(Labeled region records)
============================================================
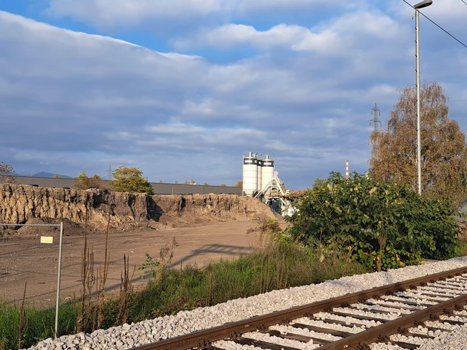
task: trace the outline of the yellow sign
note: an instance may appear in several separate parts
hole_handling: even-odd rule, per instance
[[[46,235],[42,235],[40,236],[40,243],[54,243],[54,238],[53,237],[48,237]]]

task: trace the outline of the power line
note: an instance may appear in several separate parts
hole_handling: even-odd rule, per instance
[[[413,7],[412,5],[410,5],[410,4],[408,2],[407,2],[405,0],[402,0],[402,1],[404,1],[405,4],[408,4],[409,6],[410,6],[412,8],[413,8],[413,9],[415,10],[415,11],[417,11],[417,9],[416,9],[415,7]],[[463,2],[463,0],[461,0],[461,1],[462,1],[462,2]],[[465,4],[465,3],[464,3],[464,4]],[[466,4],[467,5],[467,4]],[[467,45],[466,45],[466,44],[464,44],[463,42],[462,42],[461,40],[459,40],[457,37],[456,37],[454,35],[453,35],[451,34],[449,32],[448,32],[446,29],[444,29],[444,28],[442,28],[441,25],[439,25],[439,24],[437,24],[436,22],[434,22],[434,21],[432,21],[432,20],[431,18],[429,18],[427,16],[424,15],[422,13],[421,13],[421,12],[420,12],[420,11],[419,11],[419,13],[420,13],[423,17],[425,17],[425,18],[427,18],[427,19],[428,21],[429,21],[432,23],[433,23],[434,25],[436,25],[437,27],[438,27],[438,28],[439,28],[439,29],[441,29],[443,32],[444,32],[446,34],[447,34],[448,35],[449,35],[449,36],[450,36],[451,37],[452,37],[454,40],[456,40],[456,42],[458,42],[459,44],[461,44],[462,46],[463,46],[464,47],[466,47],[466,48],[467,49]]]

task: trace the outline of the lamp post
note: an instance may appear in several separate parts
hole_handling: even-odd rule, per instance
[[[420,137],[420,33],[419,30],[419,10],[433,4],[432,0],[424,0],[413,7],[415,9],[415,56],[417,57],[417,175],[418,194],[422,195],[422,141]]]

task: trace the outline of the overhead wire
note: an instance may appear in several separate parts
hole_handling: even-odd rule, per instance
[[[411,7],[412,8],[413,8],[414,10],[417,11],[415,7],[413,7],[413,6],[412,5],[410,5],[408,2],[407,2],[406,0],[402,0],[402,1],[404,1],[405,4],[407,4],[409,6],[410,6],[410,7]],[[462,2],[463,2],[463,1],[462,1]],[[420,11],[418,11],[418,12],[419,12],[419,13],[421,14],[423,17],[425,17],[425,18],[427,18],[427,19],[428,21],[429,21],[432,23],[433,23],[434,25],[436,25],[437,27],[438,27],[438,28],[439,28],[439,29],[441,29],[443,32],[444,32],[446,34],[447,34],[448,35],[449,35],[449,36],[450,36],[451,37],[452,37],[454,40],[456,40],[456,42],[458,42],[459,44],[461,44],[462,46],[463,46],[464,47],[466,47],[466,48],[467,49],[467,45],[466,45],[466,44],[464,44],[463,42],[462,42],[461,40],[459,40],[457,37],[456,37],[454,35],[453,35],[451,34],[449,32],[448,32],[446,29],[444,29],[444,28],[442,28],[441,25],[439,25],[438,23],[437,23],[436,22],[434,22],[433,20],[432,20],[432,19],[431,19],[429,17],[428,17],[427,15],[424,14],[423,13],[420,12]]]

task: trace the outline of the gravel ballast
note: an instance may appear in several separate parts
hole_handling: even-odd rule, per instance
============================================================
__Task brief__
Arrange every line of the items above as a Markdown table with the columns Row and Line, numbering the rows and skipping blank lines. Leave the pictures out of the table.

__Answer to this exercise__
| Row | Line |
|---|---|
| 1 | task: trace the outline of the yellow sign |
| 2 | note: an instance may appear in several separate parts |
| 3 | hole_handling: even-odd rule, per instance |
| 4 | [[[46,235],[42,235],[40,236],[40,243],[54,243],[54,238],[53,237],[48,237]]] |
| 5 | task: trace the outline of the power line |
| 6 | note: an instance may appear in several separate parts |
| 7 | hole_handling: even-odd rule, per instance |
| 8 | [[[413,7],[412,5],[410,5],[410,4],[408,2],[407,2],[405,0],[402,0],[402,1],[404,1],[405,4],[408,4],[409,6],[410,6],[412,8],[413,8],[413,9],[415,10],[415,11],[417,11],[417,9],[416,9],[415,7]],[[463,2],[463,0],[461,0],[461,1],[462,1],[462,2]],[[465,4],[465,3],[464,3],[464,4]],[[466,4],[467,5],[467,4]],[[467,45],[466,45],[466,44],[464,44],[463,42],[462,42],[461,40],[459,40],[457,37],[456,37],[454,35],[453,35],[451,34],[449,32],[448,32],[446,29],[444,29],[444,28],[442,28],[441,25],[439,25],[439,24],[437,24],[436,22],[434,22],[434,21],[432,21],[432,20],[431,18],[429,18],[427,16],[424,15],[422,13],[421,13],[421,12],[420,12],[420,11],[419,11],[419,13],[420,13],[423,17],[425,17],[425,18],[427,18],[427,19],[428,21],[429,21],[432,23],[433,23],[434,25],[436,25],[437,27],[438,27],[438,28],[439,28],[439,29],[441,29],[443,32],[444,32],[446,34],[447,34],[448,35],[449,35],[449,36],[450,36],[451,37],[452,37],[454,40],[456,40],[456,42],[458,42],[459,44],[461,44],[462,46],[463,46],[464,47],[466,47],[466,48],[467,49]]] |
| 9 | task: trace the outline of the lamp post |
| 10 | note: an instance may appear in several separate parts |
| 11 | hole_handling: even-odd rule, per instance |
| 12 | [[[420,137],[420,33],[419,30],[419,10],[433,4],[432,0],[424,0],[413,7],[415,9],[415,56],[417,57],[417,175],[418,194],[422,195],[422,141]]] |
| 13 | task: trace the outline of the overhead wire |
| 14 | note: an instance may appear in several separate parts |
| 15 | hole_handling: even-odd rule, per instance |
| 16 | [[[411,7],[412,8],[413,8],[414,10],[417,11],[415,7],[413,7],[413,6],[412,5],[410,5],[408,2],[407,2],[406,0],[402,0],[402,1],[404,1],[405,4],[407,4],[409,6],[410,6],[410,7]],[[462,2],[463,2],[463,1],[462,1]],[[420,11],[418,11],[418,12],[419,12],[419,13],[421,14],[423,17],[425,17],[425,18],[427,18],[427,19],[428,21],[429,21],[432,23],[433,23],[434,25],[436,25],[437,27],[438,27],[438,28],[439,28],[439,29],[441,29],[443,32],[444,32],[446,34],[447,34],[448,35],[449,35],[449,36],[450,36],[451,37],[452,37],[454,40],[456,40],[456,42],[458,42],[459,44],[461,44],[462,46],[463,46],[464,47],[466,47],[466,48],[467,49],[467,45],[466,45],[466,44],[464,44],[463,42],[462,42],[461,40],[459,40],[457,37],[456,37],[454,35],[453,35],[451,34],[449,32],[448,32],[446,29],[444,29],[444,28],[442,28],[441,25],[439,25],[438,23],[437,23],[436,22],[434,22],[433,20],[432,20],[432,19],[431,19],[429,17],[428,17],[427,15],[424,14],[423,13],[420,12]]] |
| 17 | task: trace the outline of the gravel ballast |
| 18 | note: an instance may appear in several separate parts |
| 19 | hole_handling: even-odd rule, per instance |